__Request__. Can you put the entries, from their start through the line containing "[272,86,309,131]", into a JSON list of strings with one string per line, skipping blank lines and leaving out the pictures?

_____

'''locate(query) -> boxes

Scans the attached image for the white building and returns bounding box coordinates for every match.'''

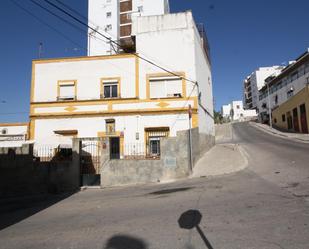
[221,100,257,121]
[30,11,214,157]
[243,66,284,109]
[0,123,28,147]
[258,49,309,121]
[221,104,232,119]
[88,0,169,56]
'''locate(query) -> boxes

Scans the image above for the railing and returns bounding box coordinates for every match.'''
[123,143,160,160]
[33,145,72,162]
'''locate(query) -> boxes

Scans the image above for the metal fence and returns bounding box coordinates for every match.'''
[33,145,72,162]
[123,143,160,160]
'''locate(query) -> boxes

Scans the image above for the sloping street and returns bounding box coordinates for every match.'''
[0,123,309,249]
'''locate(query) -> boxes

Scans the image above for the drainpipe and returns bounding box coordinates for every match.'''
[188,105,193,173]
[267,83,273,128]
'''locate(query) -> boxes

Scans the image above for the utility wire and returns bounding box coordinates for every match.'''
[11,0,87,52]
[42,0,198,85]
[10,0,141,84]
[0,112,29,116]
[44,0,214,119]
[28,0,105,45]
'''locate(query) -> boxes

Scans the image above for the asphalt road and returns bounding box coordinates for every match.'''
[0,123,309,249]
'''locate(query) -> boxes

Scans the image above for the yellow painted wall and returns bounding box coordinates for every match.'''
[272,86,309,131]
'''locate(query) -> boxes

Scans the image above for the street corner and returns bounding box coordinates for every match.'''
[191,144,248,178]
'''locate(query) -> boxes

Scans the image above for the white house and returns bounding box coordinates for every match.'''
[29,11,214,158]
[88,0,169,56]
[221,104,232,118]
[0,123,28,147]
[243,66,284,109]
[221,100,257,121]
[258,49,309,121]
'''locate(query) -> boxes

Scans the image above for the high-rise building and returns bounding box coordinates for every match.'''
[244,66,284,109]
[88,0,169,56]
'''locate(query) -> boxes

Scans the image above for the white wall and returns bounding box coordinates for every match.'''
[88,0,119,56]
[35,114,189,147]
[221,104,232,118]
[258,68,309,113]
[34,55,135,102]
[0,124,28,147]
[88,0,169,56]
[0,124,28,135]
[244,66,283,109]
[133,12,214,134]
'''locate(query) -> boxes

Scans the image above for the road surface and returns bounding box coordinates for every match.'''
[0,123,309,249]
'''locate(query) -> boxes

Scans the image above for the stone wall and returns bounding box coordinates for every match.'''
[0,141,79,198]
[101,128,215,187]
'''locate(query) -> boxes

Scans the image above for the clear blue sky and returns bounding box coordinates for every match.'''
[0,0,309,122]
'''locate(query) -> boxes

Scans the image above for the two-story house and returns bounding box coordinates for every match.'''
[29,12,214,158]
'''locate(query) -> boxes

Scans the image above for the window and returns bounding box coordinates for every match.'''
[105,119,116,134]
[1,129,8,135]
[57,80,76,100]
[145,127,169,157]
[148,77,185,99]
[105,24,112,31]
[101,78,120,99]
[137,6,144,12]
[282,114,285,122]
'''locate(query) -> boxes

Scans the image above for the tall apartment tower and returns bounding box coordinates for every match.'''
[88,0,169,56]
[243,66,284,109]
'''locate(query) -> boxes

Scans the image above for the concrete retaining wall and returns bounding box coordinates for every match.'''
[101,128,215,187]
[0,144,79,198]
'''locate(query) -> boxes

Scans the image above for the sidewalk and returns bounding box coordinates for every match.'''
[191,144,248,178]
[249,122,309,143]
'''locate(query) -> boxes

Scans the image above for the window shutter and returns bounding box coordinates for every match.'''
[150,80,166,98]
[166,79,182,97]
[59,84,75,98]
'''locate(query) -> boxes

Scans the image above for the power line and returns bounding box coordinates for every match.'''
[11,0,142,81]
[11,0,87,51]
[28,0,105,46]
[42,0,198,85]
[22,0,213,118]
[0,112,29,116]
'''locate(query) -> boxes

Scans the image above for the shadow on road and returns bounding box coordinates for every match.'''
[103,235,148,249]
[0,192,75,230]
[178,209,213,249]
[149,187,192,195]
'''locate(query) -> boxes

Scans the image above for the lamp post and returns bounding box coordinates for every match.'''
[267,83,273,128]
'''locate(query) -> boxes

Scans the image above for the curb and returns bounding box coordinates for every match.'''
[249,122,309,144]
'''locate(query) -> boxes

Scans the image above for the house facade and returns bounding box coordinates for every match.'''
[0,123,29,147]
[243,66,284,110]
[258,51,309,126]
[221,100,257,121]
[29,12,214,158]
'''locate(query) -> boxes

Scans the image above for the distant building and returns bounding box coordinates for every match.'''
[243,66,284,109]
[221,104,232,119]
[258,50,309,133]
[221,100,257,121]
[88,0,169,56]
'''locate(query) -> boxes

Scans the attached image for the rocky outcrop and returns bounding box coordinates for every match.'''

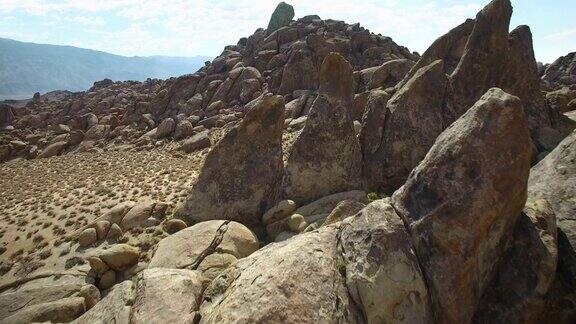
[528,132,576,247]
[148,220,259,270]
[266,2,294,35]
[360,60,456,192]
[338,200,432,323]
[542,52,576,87]
[282,54,362,204]
[474,198,558,323]
[452,0,551,132]
[178,94,284,226]
[130,268,202,323]
[393,88,532,323]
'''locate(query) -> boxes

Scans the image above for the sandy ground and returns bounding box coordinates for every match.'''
[0,123,298,287]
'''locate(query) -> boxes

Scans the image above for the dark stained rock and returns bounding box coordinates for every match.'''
[474,198,558,323]
[266,2,294,35]
[178,94,284,226]
[360,60,455,192]
[282,53,362,204]
[528,131,576,248]
[392,88,532,323]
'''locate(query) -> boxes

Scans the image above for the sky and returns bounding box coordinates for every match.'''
[0,0,576,63]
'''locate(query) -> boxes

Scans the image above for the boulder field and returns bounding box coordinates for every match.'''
[0,0,576,323]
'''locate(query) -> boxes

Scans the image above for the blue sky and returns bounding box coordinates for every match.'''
[0,0,576,62]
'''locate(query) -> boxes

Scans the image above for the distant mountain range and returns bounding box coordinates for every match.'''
[0,38,211,100]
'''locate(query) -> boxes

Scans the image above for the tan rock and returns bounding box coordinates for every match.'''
[393,88,532,323]
[176,94,284,226]
[282,53,363,204]
[149,220,259,269]
[131,268,202,323]
[2,297,86,324]
[96,244,140,271]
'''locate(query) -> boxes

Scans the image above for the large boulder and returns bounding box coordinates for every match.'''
[131,269,202,323]
[148,220,259,270]
[36,141,68,159]
[528,131,576,248]
[266,2,294,35]
[393,88,532,323]
[177,94,284,226]
[361,60,456,192]
[71,280,135,324]
[282,53,363,204]
[200,201,431,323]
[474,197,558,323]
[339,200,432,323]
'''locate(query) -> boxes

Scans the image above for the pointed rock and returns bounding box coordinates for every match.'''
[396,19,474,89]
[361,60,455,192]
[177,94,284,226]
[282,53,362,204]
[266,2,294,35]
[392,88,532,323]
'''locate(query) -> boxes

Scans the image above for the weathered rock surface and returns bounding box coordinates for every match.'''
[361,61,456,192]
[200,228,357,323]
[474,198,558,323]
[393,88,532,322]
[2,297,86,324]
[528,132,576,247]
[282,53,363,204]
[266,2,294,35]
[180,130,212,153]
[542,52,576,87]
[96,244,140,271]
[339,200,432,323]
[148,220,259,270]
[178,94,284,226]
[130,268,202,323]
[0,283,82,323]
[71,280,135,324]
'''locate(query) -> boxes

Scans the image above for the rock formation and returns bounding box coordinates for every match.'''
[178,94,284,225]
[0,0,576,323]
[393,88,532,323]
[282,54,362,204]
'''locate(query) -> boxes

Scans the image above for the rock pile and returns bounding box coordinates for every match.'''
[0,0,576,323]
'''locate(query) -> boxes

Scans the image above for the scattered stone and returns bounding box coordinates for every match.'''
[164,219,188,234]
[266,2,294,35]
[120,202,155,231]
[106,224,123,241]
[2,297,86,324]
[88,256,110,277]
[78,228,98,247]
[262,200,298,225]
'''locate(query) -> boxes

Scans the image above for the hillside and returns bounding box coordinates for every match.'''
[0,38,210,99]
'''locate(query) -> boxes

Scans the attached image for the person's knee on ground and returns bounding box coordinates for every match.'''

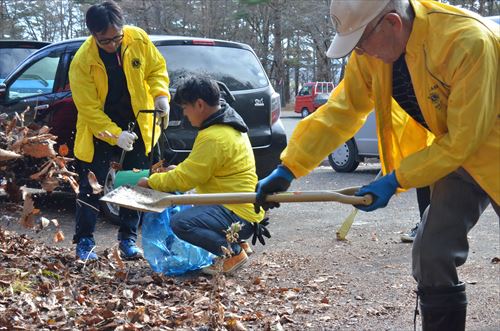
[417,283,467,331]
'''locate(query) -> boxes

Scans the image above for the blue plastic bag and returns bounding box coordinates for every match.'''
[142,206,215,276]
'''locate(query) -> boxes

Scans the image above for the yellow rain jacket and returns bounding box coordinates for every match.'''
[148,110,264,222]
[281,0,500,204]
[69,26,170,162]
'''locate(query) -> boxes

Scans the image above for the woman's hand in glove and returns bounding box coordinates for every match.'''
[116,130,137,152]
[254,165,295,214]
[252,217,271,245]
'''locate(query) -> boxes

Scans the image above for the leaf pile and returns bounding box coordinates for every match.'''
[0,229,418,330]
[0,108,78,201]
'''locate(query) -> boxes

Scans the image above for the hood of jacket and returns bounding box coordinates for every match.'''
[200,101,248,132]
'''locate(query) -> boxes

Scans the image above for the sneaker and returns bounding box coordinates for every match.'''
[118,239,142,260]
[239,241,253,256]
[401,223,419,243]
[201,249,248,275]
[76,237,98,261]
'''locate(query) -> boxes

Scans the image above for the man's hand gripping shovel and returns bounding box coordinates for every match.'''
[101,185,372,213]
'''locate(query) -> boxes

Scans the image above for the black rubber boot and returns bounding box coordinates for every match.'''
[417,283,467,331]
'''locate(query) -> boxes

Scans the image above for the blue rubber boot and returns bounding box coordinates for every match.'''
[119,239,142,260]
[76,237,98,261]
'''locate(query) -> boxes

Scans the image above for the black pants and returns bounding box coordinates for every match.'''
[73,136,149,243]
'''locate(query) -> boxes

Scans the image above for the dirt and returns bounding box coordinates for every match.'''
[0,164,500,330]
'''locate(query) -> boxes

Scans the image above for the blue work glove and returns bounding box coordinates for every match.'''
[354,171,399,211]
[253,165,295,214]
[252,217,271,245]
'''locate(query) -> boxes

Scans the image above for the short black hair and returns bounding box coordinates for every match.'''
[85,1,123,34]
[174,76,220,106]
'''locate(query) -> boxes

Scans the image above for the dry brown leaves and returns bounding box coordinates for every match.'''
[0,108,78,199]
[0,228,320,330]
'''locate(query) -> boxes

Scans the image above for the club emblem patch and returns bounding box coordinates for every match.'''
[132,58,141,69]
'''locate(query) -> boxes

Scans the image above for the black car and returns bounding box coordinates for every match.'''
[0,40,50,83]
[0,36,286,220]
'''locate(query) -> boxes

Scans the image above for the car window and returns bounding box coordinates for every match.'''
[299,86,311,95]
[158,45,269,91]
[0,48,36,83]
[8,54,59,100]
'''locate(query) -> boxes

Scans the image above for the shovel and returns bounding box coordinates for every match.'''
[101,185,372,213]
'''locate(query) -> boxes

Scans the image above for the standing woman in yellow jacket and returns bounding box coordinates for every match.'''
[69,2,170,260]
[256,0,500,330]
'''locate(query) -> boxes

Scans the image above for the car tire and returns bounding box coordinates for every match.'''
[101,168,120,225]
[328,139,359,172]
[300,107,310,118]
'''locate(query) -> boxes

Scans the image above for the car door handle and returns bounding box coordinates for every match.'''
[168,121,181,126]
[33,104,50,111]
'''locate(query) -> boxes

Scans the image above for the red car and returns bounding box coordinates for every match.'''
[294,82,334,117]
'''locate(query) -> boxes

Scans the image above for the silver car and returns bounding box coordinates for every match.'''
[323,16,500,172]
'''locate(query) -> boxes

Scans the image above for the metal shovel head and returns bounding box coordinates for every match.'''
[101,185,372,213]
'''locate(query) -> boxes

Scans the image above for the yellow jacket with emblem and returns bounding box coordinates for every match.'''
[281,0,500,204]
[69,26,170,162]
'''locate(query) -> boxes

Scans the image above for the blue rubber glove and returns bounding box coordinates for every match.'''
[354,171,399,211]
[253,165,295,214]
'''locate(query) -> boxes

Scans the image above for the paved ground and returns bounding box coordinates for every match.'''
[1,163,500,330]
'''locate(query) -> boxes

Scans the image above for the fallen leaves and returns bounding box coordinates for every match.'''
[19,194,40,229]
[0,108,78,201]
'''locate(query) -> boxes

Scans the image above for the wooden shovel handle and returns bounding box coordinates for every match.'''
[151,187,372,206]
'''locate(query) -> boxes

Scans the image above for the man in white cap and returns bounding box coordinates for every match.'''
[256,0,500,331]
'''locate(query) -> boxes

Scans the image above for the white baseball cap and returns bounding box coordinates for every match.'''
[326,0,390,59]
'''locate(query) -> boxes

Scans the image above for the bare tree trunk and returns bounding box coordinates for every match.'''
[272,0,286,106]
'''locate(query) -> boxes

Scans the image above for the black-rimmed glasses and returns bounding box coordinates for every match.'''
[96,33,123,45]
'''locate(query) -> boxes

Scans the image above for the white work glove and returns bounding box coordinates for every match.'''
[155,95,170,129]
[116,130,137,152]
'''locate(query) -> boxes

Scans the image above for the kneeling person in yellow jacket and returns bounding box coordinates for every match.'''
[138,77,264,274]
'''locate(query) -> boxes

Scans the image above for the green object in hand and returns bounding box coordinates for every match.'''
[114,169,149,188]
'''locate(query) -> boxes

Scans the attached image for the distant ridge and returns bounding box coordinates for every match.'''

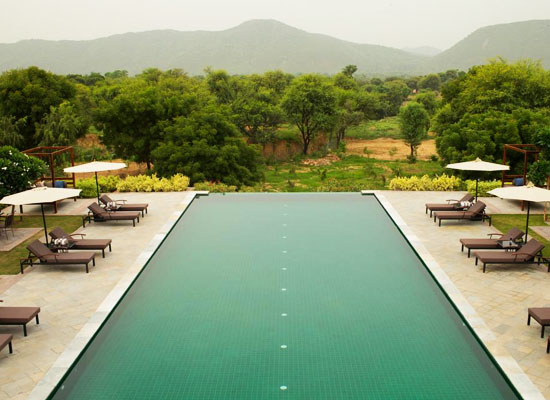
[0,20,550,75]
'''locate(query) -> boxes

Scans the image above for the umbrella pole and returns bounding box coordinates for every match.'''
[525,201,531,243]
[95,171,101,205]
[40,203,48,245]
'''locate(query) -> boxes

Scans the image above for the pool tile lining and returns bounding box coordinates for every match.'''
[361,190,544,400]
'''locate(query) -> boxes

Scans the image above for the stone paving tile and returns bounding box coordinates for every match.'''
[0,192,194,399]
[382,191,550,399]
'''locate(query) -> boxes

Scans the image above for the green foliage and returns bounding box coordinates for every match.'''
[433,61,550,167]
[153,105,260,186]
[116,174,189,192]
[527,160,550,186]
[418,74,441,91]
[399,102,430,161]
[0,115,25,147]
[0,67,75,148]
[35,101,88,146]
[389,174,462,191]
[194,182,237,193]
[466,179,502,197]
[281,74,336,155]
[0,146,46,197]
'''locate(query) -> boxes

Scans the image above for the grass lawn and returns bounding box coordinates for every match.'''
[0,215,82,275]
[492,214,550,257]
[263,155,444,192]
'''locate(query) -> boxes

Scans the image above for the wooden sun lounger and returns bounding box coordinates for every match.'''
[50,227,112,258]
[434,201,491,226]
[474,239,550,272]
[460,228,525,257]
[99,194,149,217]
[0,333,13,354]
[426,193,475,217]
[0,307,40,336]
[20,240,95,273]
[82,203,140,226]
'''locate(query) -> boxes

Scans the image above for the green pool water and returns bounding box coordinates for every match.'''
[47,194,519,400]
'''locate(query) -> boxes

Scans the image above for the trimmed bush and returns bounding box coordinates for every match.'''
[389,174,463,191]
[195,182,237,193]
[466,180,502,197]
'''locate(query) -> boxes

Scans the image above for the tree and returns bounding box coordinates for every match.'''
[153,105,261,186]
[399,102,430,162]
[36,102,88,146]
[281,74,336,155]
[0,67,75,148]
[0,115,25,147]
[0,146,46,197]
[418,74,441,92]
[95,74,201,169]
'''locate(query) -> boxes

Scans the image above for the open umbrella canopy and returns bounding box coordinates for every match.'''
[63,161,126,204]
[0,186,80,243]
[488,184,550,241]
[446,158,510,172]
[63,161,126,174]
[446,158,510,201]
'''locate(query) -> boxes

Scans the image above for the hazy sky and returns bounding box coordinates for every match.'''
[0,0,550,49]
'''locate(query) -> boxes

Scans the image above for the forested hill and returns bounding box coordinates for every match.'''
[0,20,550,75]
[430,20,550,71]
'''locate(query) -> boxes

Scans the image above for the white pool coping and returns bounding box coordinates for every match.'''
[28,190,544,400]
[27,191,208,400]
[361,190,544,400]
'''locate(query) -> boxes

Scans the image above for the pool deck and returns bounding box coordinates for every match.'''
[0,191,550,399]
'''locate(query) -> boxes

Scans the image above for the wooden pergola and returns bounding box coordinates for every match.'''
[502,144,540,186]
[19,146,76,214]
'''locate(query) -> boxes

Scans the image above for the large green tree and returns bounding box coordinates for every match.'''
[281,74,336,154]
[153,105,261,186]
[433,60,550,163]
[0,67,75,148]
[399,102,430,162]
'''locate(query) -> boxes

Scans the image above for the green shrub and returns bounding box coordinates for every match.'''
[466,179,502,197]
[195,182,237,193]
[76,175,122,198]
[0,146,46,197]
[389,174,462,191]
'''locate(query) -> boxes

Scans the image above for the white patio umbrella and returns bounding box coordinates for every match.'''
[489,184,550,241]
[63,161,126,204]
[446,158,510,201]
[0,186,80,244]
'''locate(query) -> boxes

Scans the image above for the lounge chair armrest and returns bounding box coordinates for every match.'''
[69,233,86,238]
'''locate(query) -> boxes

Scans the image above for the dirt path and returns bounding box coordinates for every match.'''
[346,138,437,160]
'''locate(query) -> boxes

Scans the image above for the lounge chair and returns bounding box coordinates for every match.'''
[50,227,112,258]
[426,193,475,217]
[0,300,40,336]
[474,239,550,272]
[82,203,139,226]
[434,201,491,226]
[0,333,13,354]
[460,228,525,257]
[20,240,95,273]
[527,307,550,338]
[99,194,149,217]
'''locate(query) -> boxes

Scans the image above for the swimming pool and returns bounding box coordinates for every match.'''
[46,194,520,399]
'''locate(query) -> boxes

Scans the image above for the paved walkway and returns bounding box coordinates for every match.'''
[383,191,550,399]
[0,191,550,399]
[0,192,194,399]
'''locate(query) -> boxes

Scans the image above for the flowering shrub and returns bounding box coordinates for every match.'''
[389,174,463,191]
[195,182,237,193]
[0,146,46,197]
[116,174,189,192]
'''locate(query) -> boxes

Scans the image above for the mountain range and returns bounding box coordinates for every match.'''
[0,20,550,75]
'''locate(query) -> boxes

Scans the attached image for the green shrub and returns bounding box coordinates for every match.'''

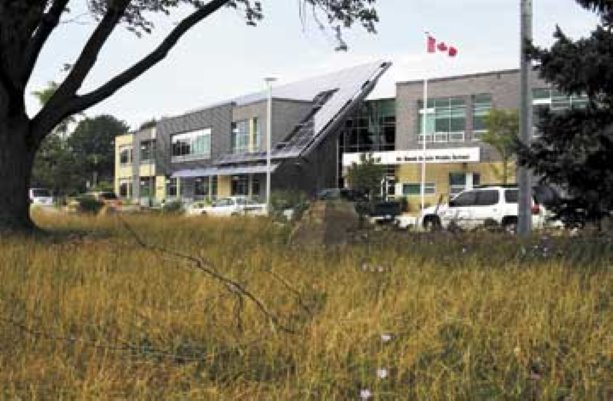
[162,200,183,214]
[270,191,309,221]
[76,195,104,214]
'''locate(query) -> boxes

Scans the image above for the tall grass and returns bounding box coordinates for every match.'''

_____

__Solved exercise__.
[
  "'''locate(query) -> boxes",
  "Scans the attached image for the white building and returns bounding box coordinates for every match.'''",
  "[221,100,257,121]",
  "[30,11,214,157]",
  "[243,66,284,109]",
  "[0,123,28,147]",
  "[258,49,309,121]",
  "[221,104,232,119]",
  "[88,0,169,56]",
  "'''locate(query) -> boxes",
  "Scans the image above for the railing and returns bounding box coordinates for every match.'''",
  "[123,143,160,160]",
  "[33,145,72,162]",
  "'''locate(query) -> boxes",
  "Scans the image above for the metal fence and returns bounding box coordinates for every match.'''",
  "[33,145,72,162]",
  "[123,143,160,160]",
  "'''locate(query) -> boxes",
  "Scans the image above for the sloping street and returns bounding box coordinates for every match.'''",
  "[0,123,309,249]",
  "'''locate(query) -> boxes",
  "Scans the image above for the drainpipe and returns bounding box coordinates for every match.'''",
  "[188,105,193,173]",
  "[267,83,273,128]",
  "'''locate(query) -> boxes",
  "Scans the image above for the utility wire and returns bounding box coordinates for every match.'''",
  "[11,0,87,52]",
  "[42,0,198,85]",
  "[10,0,141,84]",
  "[0,112,29,116]",
  "[44,0,214,119]",
  "[28,0,105,45]",
  "'''locate(query) -> boxes",
  "Scans the image above for the asphalt road and returns bounding box coordinates for every match.'''",
  "[0,123,309,249]",
  "'''locate(query) -> boxes",
  "Scans the image above for the yellow painted wall and returns bounding box coordinates for every match.'''",
  "[272,86,309,131]"
]